Not long ago I was a bit demoralized by the brusque reaction I received from an author whose manuscript I’d praised. It was polished, humorous, well-organized. There was really very little for me to critique, but the few gentle massages I suggested were rejected. Brusquely.
(Brusque, according to my online Merriam-Webster’s Unabridged, is “markedly short and abrupt; tending to be brisk, sharp, and often somewhat harsh or lacking gentleness.” Synonyms include abrupt, blunt, crusty, curt, short, snippy. Rude and undiplomatic—just sayin’—don’t come up until you scroll down to the related words.)
It reminded me of a story I read last year in Stet, the memoir of legendary editor Diana Athill, and since we’ve also been discussing the relationship of editor to author, I laughed out loud at this passage, about a famous author (V. S. Naipaul) who has delivered a novel Athill feels is not up to his standards, after the company has published twelve (twelve!) of his books and Athill has spent much time cultivating the relationship.
So I told him. I began by saying how much I admired the many things in the book which I did admire, and then I said that I had to tell him (had to tell him!) that two of his three central characters had failed to convince me.
So far, so good. That’s exactly what I would have done. Remind the author there are things I liked, then gently point out what’s not working. In this particular case, the very next day Naipaul’s agent calls to say they’ll take the manuscript somewhere else.

**Data section**.
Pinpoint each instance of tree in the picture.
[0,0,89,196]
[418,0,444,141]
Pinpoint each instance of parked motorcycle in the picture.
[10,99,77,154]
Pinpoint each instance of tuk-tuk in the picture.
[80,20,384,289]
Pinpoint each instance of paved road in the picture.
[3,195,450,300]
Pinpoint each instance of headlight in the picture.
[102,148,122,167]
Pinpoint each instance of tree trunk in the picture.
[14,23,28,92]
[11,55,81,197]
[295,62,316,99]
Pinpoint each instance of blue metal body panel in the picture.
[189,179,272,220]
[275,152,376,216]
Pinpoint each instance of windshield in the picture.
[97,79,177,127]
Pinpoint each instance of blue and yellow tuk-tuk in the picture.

* * *

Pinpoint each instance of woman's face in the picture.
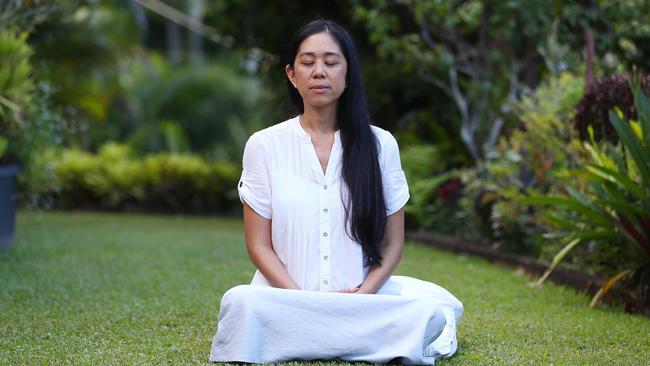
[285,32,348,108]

**Task brief**. Return the passage about an author's brusque reaction to editing, copied exactly from "So far, so good." up to and including "manuscript somewhere else.".

**The solution**.
So far, so good. That’s exactly what I would have done. Remind the author there are things I liked, then gently point out what’s not working. In this particular case, the very next day Naipaul’s agent calls to say they’ll take the manuscript somewhere else.